Revenir à la page d'accueil ... Accéder à nos archives ... Pour accéder au Courrier précédent

COURRIER DES LIBERTÉS SOCIALES

LUNDI 25 MARS 2002

EST-CE LA FIN OU LA RELANCE DU MULTILATÉRALISME ?

(À g.) Le président français en compagnie de Nelson Mandela (À dr.) Le président sénégalais Abdoulaye Wade… Est-ce la fin des" bons sentiments" ?

À Monterrey on a prétendu, du 18 mars au 22 mars, faire réfléchir, ou s'exprimer les représentants des quelque 195 États Membres de l'ONU sur le financement global du développement. Et le très vague "consensus de Monterray", préparé de longue date a encore de quoi nous laisser perplexe.

Car ce multilatéralisme onusien, à base de programmes d'assistanat économique "globalisé", n'est que le reflet des bons sentiments affichés par les hommes de l'État. Ainsi la première question que l'on doit se poser est, donc, celle de la réussite et de la pertinence de ces bons sentiments.

Avant même la fin du Bloc soviétique, certains nous annonçaient, au printemps 1990, l'apparition d'un Monde sans conflit. L'été suivant, Saddam Husseïn envahissait l'émirat de Koweït et il s'en suivit une crise qui est encore loin d'être résolue. Puis nous avons vu le développement d'une série de conflits nouveaux aux conséquences assez atroces, aussi bien dans l'Afrique des grands lacs que dans le Caucase, en passant par le Sud Est européen.

**CONSIGNE 1**: Extrayez tel quel le passage du texte sur la conférence de Monterrey qui commence à « À Monterrey on » et va jusqu'à « ces bons sentiments. » inclus.
**CONSIGNE 2**: D'après le texte sur la conférence de Monterrey, quel sujet les représentants des États Membres de l'ONU devaient-ils examiner ?
**CONSIGNE 3**: Donnez la suite du texte sur la conférence de Monterrey, à partir de sa dernière phrase.

**EXTRAIT SOURCE**:
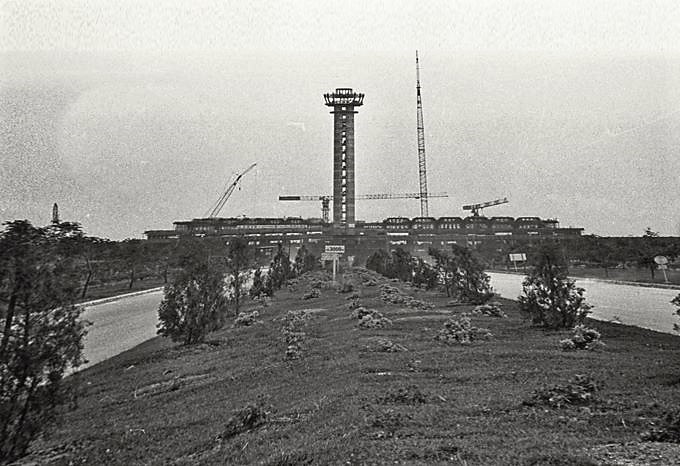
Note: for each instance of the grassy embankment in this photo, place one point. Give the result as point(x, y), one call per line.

**RÉPONSE ATTENDUE 1**:
À Monterrey on a prétendu, du 18 mars au 22 mars, faire réfléchir, ou s'exprimer les représentants des quelque 195 États Membres de l'ONU sur le financement global du développement. Et le très vague "consensus de Monterray", préparé de longue date a encore de quoi nous laisser perplexe.

Car ce multilatéralisme onusien, à base de programmes d'assistanat économique "globalisé", n'est que le reflet des bons sentiments affichés par les hommes de l'État. Ainsi la première question que l'on doit se poser est, donc, celle de la réussite et de la pertinence de ces bons sentiments.

**RÉPONSE ATTENDUE 2**: Le financement global du développement.

**RÉPONSE ATTENDUE 3**:
Depuis que l'on a inventé l'expression "processus de paix", que ce soit en Colombie ou au Proche-Orient, jamais les populations civiles n'ont été aussi clairement prises en otages, pour ne pas dire en sandwich, entre leurs "protecteurs" et leurs "libérateurs".

Le prophète pitre Fukuyama annonça la fin de l'Histoire vers 1997. Le bougre y croit encore. Mais on constate que l'Histoire persiste à recommencer toujours.

Comment donc s'étonner de voir combien les bons sentiments se trouvent une fois de plus ridiculisés par ce consensus de Monterrey, qui prétend les mettre en œuvre de manière "globale", tel une moderne et monstrueuse Tour de Babel.

De ce point de vue, en lisant les discours, de 5 à 6 minutes, prononcés par les différents protagonistes, on ne retirera certainement pas le sentiment d'une supériorité intellectuelle du Nord sur le Sud.

Si on compare par exemple les deux ou trois discours francophones les plus représentatifs, celui du Sénégalais Wade et celui du Corrézien Chirac, pour ne même pas parler du très ironique propos du Premier ministre belge M. Verhofstadt, c'est évidemment le compatriote et successeur de Léopold Sedar Senghor qui mérite le plus notre considération. C'est certainement lui qui fait le plus honneur à la pensée française et à la logique de Port Royal.

Citons substantiellement les 4 idées fortes énoncées par Abdoulaye Wade, président de la République du Sénégal.

1 idée forte : "L'aide ne saurait, à mon avis, qu'être un appoint à un système qui fonctionne déjà et non pas constituer l'essentiel qui fait fonctionner le système." (il reprend aussi la même idée en conclusion tant elle est, techniquement essentielle).

2 idée forte : "L'Afrique, paradoxalement, a voulu se développer par une voie qui n'a jamais fait ses preuves, car on ne connaît nulle part dans le monde, un pays qui se soit développé par l'aide et la dette. Cela signifie qu'il faut rechercher autre chose, qu'il faut faire preuve d'imagination."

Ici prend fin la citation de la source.